# Plans for Mixture model package - help in the process

As part of a bigger project we are working with applications of mixture models. And we have found that no R package provides all the functionality we need. The only programs so far with all the functionality is LatentGold, but this is a propietary and have working with the license has been complicated

For these reasons we decided to find a way to work as many of these models as possible in R, and found that the most promising way is to develop a package around OpenMx for the types of models we need. So, now we are the process of developing the models, and then have the user friendly functions around it

I wanted to start this thread to ask questions as I find go on this process

So far I have developed Latent Class Analysis (LCA) models for continuous, binary, ordered and nominal indicators. These results are close to the results from LatentGold

The first question I have is about the optimizers, so far I have worked with the **mxExpectationMixture()** function, which uses the quasi-newton optimization routines (if I understand properly). But in LatentGold they use [EM with Newton-Raphson](https://www.statisticalinnovations.com/wp-content/uploads/LGtechnical.pdf) (page 56)

Could you help me with these?

- Do you think think this optmization methods would lead to substantial result differences?

Entries with labeled points:
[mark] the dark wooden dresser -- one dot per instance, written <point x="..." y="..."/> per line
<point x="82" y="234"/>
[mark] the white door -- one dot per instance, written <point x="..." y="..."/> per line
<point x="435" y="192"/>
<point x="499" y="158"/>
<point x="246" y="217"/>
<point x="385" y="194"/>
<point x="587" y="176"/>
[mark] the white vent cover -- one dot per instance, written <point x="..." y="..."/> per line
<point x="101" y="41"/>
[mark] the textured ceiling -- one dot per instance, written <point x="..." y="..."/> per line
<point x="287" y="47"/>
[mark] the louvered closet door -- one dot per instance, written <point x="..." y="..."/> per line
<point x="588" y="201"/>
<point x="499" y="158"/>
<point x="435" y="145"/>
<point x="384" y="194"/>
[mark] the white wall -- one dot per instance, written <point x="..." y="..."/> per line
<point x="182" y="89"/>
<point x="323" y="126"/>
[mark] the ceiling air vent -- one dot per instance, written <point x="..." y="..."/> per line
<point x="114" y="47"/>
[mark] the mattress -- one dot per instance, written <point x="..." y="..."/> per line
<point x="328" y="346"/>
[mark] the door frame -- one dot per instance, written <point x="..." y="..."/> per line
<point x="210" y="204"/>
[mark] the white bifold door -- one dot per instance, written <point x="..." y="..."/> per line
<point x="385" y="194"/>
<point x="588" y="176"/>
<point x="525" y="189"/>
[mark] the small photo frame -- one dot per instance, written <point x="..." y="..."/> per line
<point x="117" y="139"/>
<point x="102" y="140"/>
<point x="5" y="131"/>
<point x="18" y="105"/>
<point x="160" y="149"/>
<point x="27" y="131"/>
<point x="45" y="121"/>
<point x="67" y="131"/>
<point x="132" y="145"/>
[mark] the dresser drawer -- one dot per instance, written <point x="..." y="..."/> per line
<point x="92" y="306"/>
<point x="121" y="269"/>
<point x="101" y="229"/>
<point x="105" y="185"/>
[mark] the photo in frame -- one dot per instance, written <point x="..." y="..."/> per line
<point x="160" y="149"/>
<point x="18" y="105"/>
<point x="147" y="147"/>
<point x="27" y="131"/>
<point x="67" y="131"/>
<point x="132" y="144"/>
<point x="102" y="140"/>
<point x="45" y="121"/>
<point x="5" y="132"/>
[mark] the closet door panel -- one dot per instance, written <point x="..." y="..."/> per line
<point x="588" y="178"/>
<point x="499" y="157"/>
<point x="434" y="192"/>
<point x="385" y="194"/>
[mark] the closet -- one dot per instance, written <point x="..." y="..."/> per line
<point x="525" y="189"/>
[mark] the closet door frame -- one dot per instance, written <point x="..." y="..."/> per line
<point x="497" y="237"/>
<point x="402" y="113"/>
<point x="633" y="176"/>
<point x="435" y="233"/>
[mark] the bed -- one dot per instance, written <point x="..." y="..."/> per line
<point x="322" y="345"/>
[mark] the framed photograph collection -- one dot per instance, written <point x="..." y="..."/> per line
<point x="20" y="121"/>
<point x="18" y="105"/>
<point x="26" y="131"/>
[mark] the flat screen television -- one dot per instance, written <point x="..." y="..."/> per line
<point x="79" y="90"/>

#### GIVEN TASK:
Reproduce word for word the part of the forum post about the mixture model package starting at "The first question" and ending at "me with these?". You won't need the entries.

#### EXERCISE SOLUTION:
The first question I have is about the optimizers, so far I have worked with the **mxExpectationMixture()** function, which uses the quasi-newton optimization routines (if I understand properly). But in LatentGold they use [EM with Newton-Raphson](https://www.statisticalinnovations.com/wp-content/uploads/LGtechnical.pdf) (page 56)

Could you help me with these?